## EXERCISE PROMPT
Convert the lines below into a Markdown table with two columns, "No." for the row number and "Line" for the line itself, leaving out any blank lines.
= = = = = = =
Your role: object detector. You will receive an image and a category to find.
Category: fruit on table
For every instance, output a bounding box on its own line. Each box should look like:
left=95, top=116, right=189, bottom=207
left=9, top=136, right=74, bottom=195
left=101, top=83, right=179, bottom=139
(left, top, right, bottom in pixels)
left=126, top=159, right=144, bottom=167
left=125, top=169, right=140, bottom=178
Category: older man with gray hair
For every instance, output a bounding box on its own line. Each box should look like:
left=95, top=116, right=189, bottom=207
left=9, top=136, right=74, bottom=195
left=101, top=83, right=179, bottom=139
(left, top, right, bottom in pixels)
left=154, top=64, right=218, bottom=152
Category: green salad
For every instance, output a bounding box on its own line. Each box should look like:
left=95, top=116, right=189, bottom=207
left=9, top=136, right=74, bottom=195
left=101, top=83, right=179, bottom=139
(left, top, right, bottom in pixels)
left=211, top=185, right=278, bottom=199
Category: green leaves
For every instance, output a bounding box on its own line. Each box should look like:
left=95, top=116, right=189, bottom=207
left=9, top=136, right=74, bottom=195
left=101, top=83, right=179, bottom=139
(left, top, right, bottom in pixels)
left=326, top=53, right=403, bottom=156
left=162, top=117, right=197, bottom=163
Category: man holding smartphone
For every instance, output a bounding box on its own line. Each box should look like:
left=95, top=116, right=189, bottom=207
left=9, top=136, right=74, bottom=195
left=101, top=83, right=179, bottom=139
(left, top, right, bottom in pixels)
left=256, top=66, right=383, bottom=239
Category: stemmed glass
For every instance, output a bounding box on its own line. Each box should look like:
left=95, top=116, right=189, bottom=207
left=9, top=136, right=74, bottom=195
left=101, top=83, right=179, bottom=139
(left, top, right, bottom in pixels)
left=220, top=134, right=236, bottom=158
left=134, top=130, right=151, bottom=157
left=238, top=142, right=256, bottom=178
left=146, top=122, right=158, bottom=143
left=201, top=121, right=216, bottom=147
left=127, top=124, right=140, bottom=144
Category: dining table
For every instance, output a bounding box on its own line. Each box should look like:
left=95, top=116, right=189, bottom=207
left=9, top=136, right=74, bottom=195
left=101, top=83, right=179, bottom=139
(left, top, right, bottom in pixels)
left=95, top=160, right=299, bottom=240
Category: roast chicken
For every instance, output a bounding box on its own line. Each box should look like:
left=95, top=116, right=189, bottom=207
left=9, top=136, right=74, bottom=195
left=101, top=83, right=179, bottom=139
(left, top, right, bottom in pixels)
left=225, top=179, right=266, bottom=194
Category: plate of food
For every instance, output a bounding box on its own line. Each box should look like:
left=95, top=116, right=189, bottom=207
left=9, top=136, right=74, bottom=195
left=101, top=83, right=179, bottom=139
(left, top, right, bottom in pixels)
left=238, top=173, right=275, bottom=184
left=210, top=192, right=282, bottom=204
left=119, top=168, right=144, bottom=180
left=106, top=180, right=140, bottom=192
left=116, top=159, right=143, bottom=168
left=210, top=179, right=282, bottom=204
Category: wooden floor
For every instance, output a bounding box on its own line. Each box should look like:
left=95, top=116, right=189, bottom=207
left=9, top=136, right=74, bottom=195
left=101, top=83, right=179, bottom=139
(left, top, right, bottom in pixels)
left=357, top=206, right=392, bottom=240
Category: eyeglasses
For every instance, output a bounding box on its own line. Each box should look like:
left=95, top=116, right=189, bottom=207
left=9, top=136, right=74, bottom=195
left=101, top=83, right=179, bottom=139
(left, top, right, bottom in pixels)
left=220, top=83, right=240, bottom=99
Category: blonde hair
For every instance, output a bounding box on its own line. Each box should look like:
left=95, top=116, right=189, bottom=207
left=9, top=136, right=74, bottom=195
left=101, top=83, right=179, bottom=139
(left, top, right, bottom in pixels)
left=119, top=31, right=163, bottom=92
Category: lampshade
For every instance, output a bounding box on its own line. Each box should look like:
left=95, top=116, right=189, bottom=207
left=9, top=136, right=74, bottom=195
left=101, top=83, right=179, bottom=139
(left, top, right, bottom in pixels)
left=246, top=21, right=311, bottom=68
= = = = = = =
## EXERCISE RESPONSE
| No. | Line |
|---|---|
| 1 | Your role: object detector. You will receive an image and a category to find. |
| 2 | Category: fruit on table |
| 3 | For every instance, output a bounding box on its own line. Each box should look like: |
| 4 | left=95, top=116, right=189, bottom=207 |
| 5 | left=9, top=136, right=74, bottom=195 |
| 6 | left=101, top=83, right=179, bottom=139 |
| 7 | (left, top, right, bottom in pixels) |
| 8 | left=126, top=159, right=144, bottom=167 |
| 9 | left=125, top=169, right=140, bottom=178 |
| 10 | Category: older man with gray hair |
| 11 | For every instance, output a bounding box on its own line. Each box should look like: |
| 12 | left=95, top=116, right=189, bottom=207 |
| 13 | left=9, top=136, right=74, bottom=195 |
| 14 | left=101, top=83, right=179, bottom=139 |
| 15 | (left, top, right, bottom in pixels) |
| 16 | left=154, top=64, right=218, bottom=152 |
| 17 | Category: green salad |
| 18 | For every instance, output a bounding box on its own line. Each box should look like: |
| 19 | left=95, top=116, right=189, bottom=207 |
| 20 | left=9, top=136, right=74, bottom=195 |
| 21 | left=101, top=83, right=179, bottom=139 |
| 22 | (left, top, right, bottom in pixels) |
| 23 | left=211, top=185, right=278, bottom=199 |
| 24 | Category: green leaves |
| 25 | For every instance, output a bounding box on its own line. Each box should look like: |
| 26 | left=95, top=116, right=189, bottom=207 |
| 27 | left=9, top=136, right=74, bottom=195 |
| 28 | left=101, top=83, right=179, bottom=139 |
| 29 | (left, top, right, bottom in pixels) |
| 30 | left=326, top=53, right=403, bottom=156 |
| 31 | left=162, top=117, right=197, bottom=163 |
| 32 | Category: man holding smartphone |
| 33 | For every instance, output a bounding box on its own line. Each box should look like: |
| 34 | left=95, top=116, right=189, bottom=207 |
| 35 | left=9, top=136, right=74, bottom=195 |
| 36 | left=101, top=83, right=179, bottom=139 |
| 37 | (left, top, right, bottom in pixels) |
| 38 | left=256, top=66, right=383, bottom=239 |
| 39 | Category: stemmed glass |
| 40 | For every instance, output a bounding box on its own line. Each box should look like: |
| 41 | left=95, top=116, right=189, bottom=207 |
| 42 | left=9, top=136, right=74, bottom=195 |
| 43 | left=101, top=83, right=179, bottom=139 |
| 44 | (left, top, right, bottom in pixels) |
| 45 | left=220, top=134, right=236, bottom=158 |
| 46 | left=134, top=130, right=151, bottom=157 |
| 47 | left=238, top=142, right=256, bottom=178 |
| 48 | left=146, top=122, right=158, bottom=143 |
| 49 | left=201, top=121, right=216, bottom=147 |
| 50 | left=127, top=124, right=140, bottom=144 |
| 51 | Category: dining table |
| 52 | For every instance, output a bounding box on its own line. Each box should look like: |
| 53 | left=95, top=116, right=189, bottom=207 |
| 54 | left=9, top=136, right=74, bottom=195 |
| 55 | left=101, top=83, right=179, bottom=139 |
| 56 | (left, top, right, bottom in pixels) |
| 57 | left=95, top=160, right=299, bottom=240 |
| 58 | Category: roast chicken |
| 59 | For every instance, output a bounding box on its own line. Each box should look like: |
| 60 | left=95, top=116, right=189, bottom=207 |
| 61 | left=9, top=136, right=74, bottom=195 |
| 62 | left=101, top=83, right=179, bottom=139 |
| 63 | (left, top, right, bottom in pixels) |
| 64 | left=225, top=179, right=266, bottom=194 |
| 65 | Category: plate of food |
| 66 | For every instance, output a bounding box on its own line. Each box should look like: |
| 67 | left=95, top=116, right=189, bottom=207 |
| 68 | left=9, top=136, right=74, bottom=195 |
| 69 | left=101, top=83, right=179, bottom=139 |
| 70 | (left, top, right, bottom in pixels) |
| 71 | left=238, top=173, right=275, bottom=184 |
| 72 | left=210, top=192, right=282, bottom=204 |
| 73 | left=119, top=168, right=144, bottom=180 |
| 74 | left=106, top=180, right=140, bottom=192 |
| 75 | left=116, top=159, right=143, bottom=168 |
| 76 | left=210, top=179, right=282, bottom=204 |
| 77 | Category: wooden floor |
| 78 | For every instance, output a bounding box on its own line. Each box should look like: |
| 79 | left=95, top=116, right=189, bottom=207 |
| 80 | left=9, top=136, right=74, bottom=195 |
| 81 | left=101, top=83, right=179, bottom=139 |
| 82 | (left, top, right, bottom in pixels) |
| 83 | left=357, top=206, right=392, bottom=240 |
| 84 | Category: eyeglasses |
| 85 | For every instance, output a bounding box on its own line. Each box should look like: |
| 86 | left=95, top=116, right=189, bottom=207 |
| 87 | left=9, top=136, right=74, bottom=195 |
| 88 | left=101, top=83, right=179, bottom=139 |
| 89 | (left, top, right, bottom in pixels) |
| 90 | left=220, top=83, right=240, bottom=99 |
| 91 | Category: blonde hair |
| 92 | For every instance, output a bounding box on its own line. Each box should look like: |
| 93 | left=95, top=116, right=189, bottom=207 |
| 94 | left=9, top=136, right=74, bottom=195 |
| 95 | left=101, top=83, right=179, bottom=139 |
| 96 | (left, top, right, bottom in pixels) |
| 97 | left=119, top=31, right=163, bottom=92 |
| 98 | Category: lampshade |
| 99 | For every instance, output a bounding box on its own line. Each box should look like: |
| 100 | left=95, top=116, right=189, bottom=207 |
| 101 | left=9, top=136, right=74, bottom=195 |
| 102 | left=101, top=83, right=179, bottom=139 |
| 103 | (left, top, right, bottom in pixels) |
| 104 | left=246, top=21, right=311, bottom=68 |